Témoignage : LE DERNIER DES MOHICANS !  

Publié le 29 Septembre 2019

Témoignage : LE DERNIER DES MOHICANS !  
Témoignage : LE DERNIER DES MOHICANS !  

 

Le Président Jacques Chirac n’est plus. Enfin, physiquement.

Jusqu’à son départ, celui que l’on a qualifié, à juste titre, de « combattant » n’était plus que l’ombre de lui-même.

Mon ami, Mgr Jean-Michel Di Falco, évêque émérite de Gap et Embrun, bien placé pour en parler et qui le connaissait bien, assurait, hier encore, au lendemain du départ de cet homme d’État au profil pour le moins singulier sinon parfois mystérieux, que ce dernier n’était pas spirituellement inquiet. Qui en douterait à la vue de son comportement humaniste tout au long de son existence. 

« Dieu regarde le cœur » assurait saint Luc en ce vingt-sixième dimanche du temps ordinaire. Étrange coïncidence. 

Sans aller jusqu’à l’outrecuidance de chanter les louanges divines, il convient de reconnaître combien les hommages  exprimés depuis les plus lointaines contrées de la planète peuvent, aussi et à divers égards, rappeler le cantique des créatures de François d’Assise (en filigrane de la fameuse phrase prononcée en 2002 depuis la tribune de l’ONU par le président Chirac en prélude au IVème Sommet de la Terre sur la maison brûle alors que nous regardons ailleurs ) ou encore la prière de circonstance d’un Teilhard de Chardin ou d’un Saint Augustin.

◆ ◆ ◆ ◆

### [Exercices à réaliser]
1. Relevez toutes les personnes désignées par leur nom dans le témoignage sur Jacques Chirac.
2. Poursuivez le témoignage sur Jacques Chirac à partir de sa dernière phrase.

### [Données sources]
◆ ◆ ◆ ◆

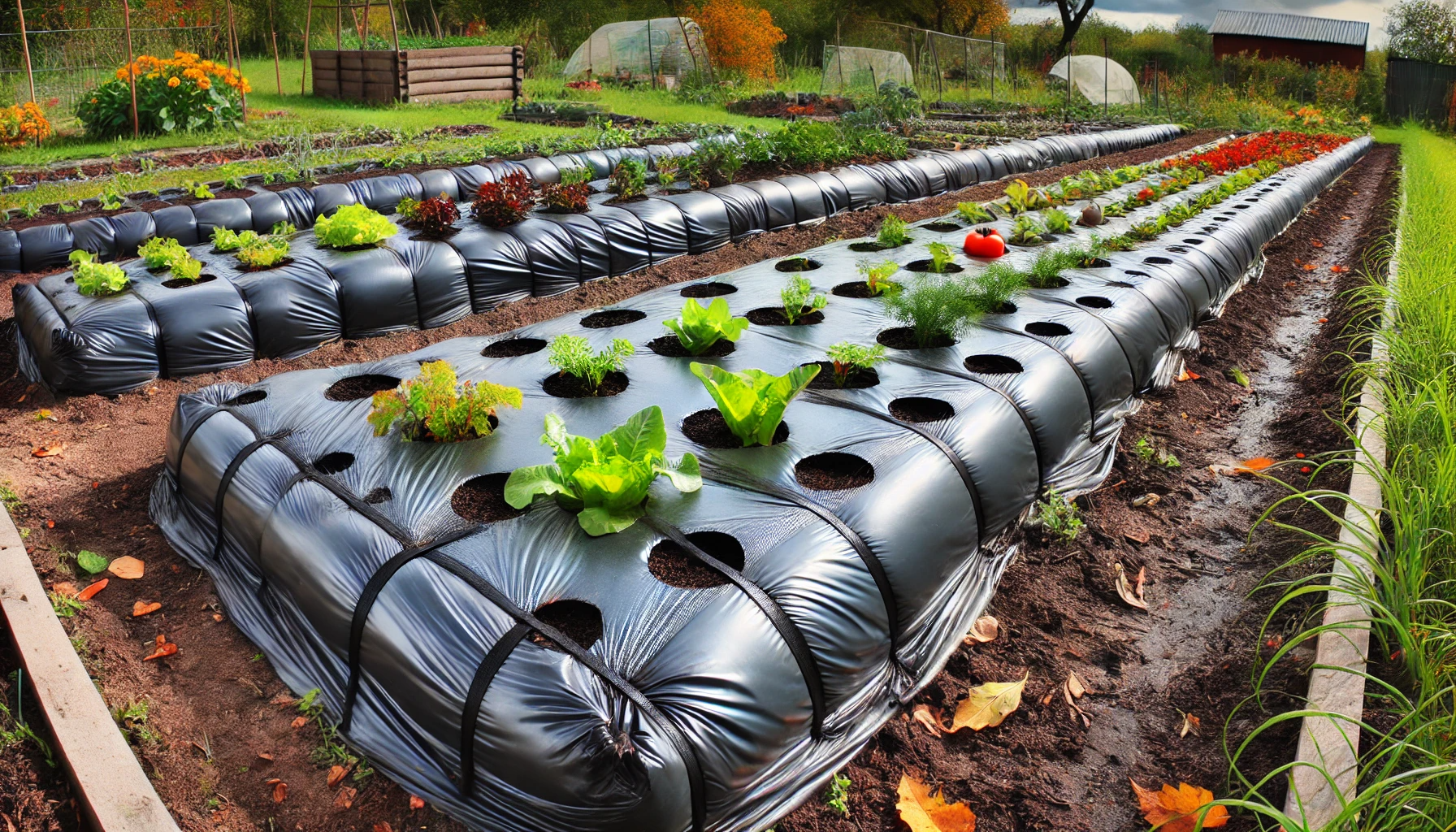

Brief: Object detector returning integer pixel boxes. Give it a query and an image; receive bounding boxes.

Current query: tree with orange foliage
[686,0,786,83]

◆ ◆ ◆ ◆

### [Réponses par exercice]
1.
- Jacques Chirac
- Jean-Michel Di Falco
- saint Luc
- François d'Assise
- Teilhard de Chardin
- Saint Augustin

2.
Tout en saluant les racines chrétiennes de la France (lors de la visite du pape Saint Jean-Paul II en 1996) Jacques Chirac avait obstinément refusé en 2004 de mentionner les racines chrétiennes de l’Europe dans le projet de préambule de la Constitution européenne.

Ne lui tenons pas rigueur d’une perfection dont Saint-Thomas d’Aquin considérait, en manière d’argument ontologique, que seul Dieu est parfait dans l’ordre de toutes choses. 

 

Personnellement et au travers d’un événement auquel je fus inopinément associé et célébrant sa volonté de défendre la liberté et la démocratie, je lui rendrais modestement cet ultime hommage … 

 

REQUISITOIRE SEVERE CONTRE L’ABSOLUTISME

 

C’était à Paris au mois de novembre 2014, dans le cadre du Musée du Quai Branly et de la Fondation Jacques Chirac. 

En marge d’un nouveau destin pour son pays, un aréopage de personnalités venues d’horizons divers honorait la tunisienne Amira Yahyaoui et célébrait son combat pour la paix.

L’occasion de rappeler qu’il y a trois sortes de tyrans : ceux qui règnent par l’élection du peuple, les autres par la force des armes et les derniers par succession de race. Cherchez l’erreur !

Au demeurant, le résultat est malheureusement le même, à savoir la célébration de l’asservissement.

 

Etienne de la Boétie et son œuvre-phare, « Contr’un » ou le « Discours sur la servitude volontaire » - dont son ami Montaigne fut au demeurant un fervent propagandiste - touchait au point sensible du comportement humain et le plus détestable qui soit, à savoir la tyrannie. Un réquisitoire sévère contre l’absolutisme.

 

Une manière aussi d’éloge de la désobéissance inspirée de cette constatation qui faisait affirmer à La Boétie que :

« C’est un malheur extrême que d’être assujetti à un maître dont on ne peut jamais être assuré de la bonté et qui a toujours le pouvoir d’être méchant quand il le voudra. Quant à obéir à plusieurs maîtres, c’est être autant de fois malheureux ».

 

Peu importe, au fond, que le doute subsiste quant à la paternité de ces textes et que d’aucuns en viennent – curieusement - à les attribuer à Montaigne.

Pourtant, un écrit composé dans la prime jeunesse de La Boétie donnait déjà le ton du propos à venir et dans lequel il célébrait l’honneur de la liberté contre les tyrans.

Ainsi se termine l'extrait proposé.